WHAT THE EXERCISE ASKS: Filter the entries below, keeping only lines with the word "clicks".

RECORDS PROVIDED:
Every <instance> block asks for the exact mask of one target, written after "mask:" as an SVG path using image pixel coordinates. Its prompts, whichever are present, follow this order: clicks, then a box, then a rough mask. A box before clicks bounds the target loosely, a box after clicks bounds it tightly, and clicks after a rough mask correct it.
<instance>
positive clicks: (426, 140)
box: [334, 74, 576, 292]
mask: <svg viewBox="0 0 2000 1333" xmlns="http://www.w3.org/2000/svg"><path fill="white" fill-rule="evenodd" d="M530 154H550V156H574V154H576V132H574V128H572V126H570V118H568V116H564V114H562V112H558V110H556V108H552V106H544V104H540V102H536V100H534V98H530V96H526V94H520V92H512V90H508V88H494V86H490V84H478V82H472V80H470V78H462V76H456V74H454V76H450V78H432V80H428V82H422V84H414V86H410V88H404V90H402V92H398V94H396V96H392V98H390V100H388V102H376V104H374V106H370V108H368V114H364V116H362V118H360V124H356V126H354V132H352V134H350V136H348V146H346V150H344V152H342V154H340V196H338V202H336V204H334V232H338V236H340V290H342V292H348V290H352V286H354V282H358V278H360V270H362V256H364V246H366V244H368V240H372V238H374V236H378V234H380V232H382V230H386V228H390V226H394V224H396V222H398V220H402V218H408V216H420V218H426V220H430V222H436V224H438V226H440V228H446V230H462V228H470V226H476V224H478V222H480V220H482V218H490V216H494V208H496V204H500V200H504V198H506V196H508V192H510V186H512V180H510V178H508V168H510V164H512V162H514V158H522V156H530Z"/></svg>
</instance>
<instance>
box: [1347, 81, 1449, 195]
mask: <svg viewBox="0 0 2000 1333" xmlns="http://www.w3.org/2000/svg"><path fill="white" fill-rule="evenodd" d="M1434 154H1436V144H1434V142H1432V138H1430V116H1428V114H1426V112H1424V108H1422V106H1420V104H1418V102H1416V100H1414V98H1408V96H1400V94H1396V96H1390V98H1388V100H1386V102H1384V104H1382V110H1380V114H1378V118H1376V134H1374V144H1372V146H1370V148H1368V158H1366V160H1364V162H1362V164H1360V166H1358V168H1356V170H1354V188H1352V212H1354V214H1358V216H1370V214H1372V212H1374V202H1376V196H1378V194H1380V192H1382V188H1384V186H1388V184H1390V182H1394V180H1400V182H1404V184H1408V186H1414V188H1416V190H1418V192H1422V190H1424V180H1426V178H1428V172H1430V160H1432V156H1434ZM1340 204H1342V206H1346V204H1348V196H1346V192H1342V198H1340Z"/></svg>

RESPONSE BOX:
Every <instance> block asks for the exact mask of one target, written after "mask:" as an SVG path using image pixel coordinates. Its prompts, whichever are present, follow this order: clicks, then a box, then a rough mask. A box before clicks bounds the target loosely, a box after clicks bounds it tightly, and clicks after a rough mask correct it.
positive clicks: (426, 140)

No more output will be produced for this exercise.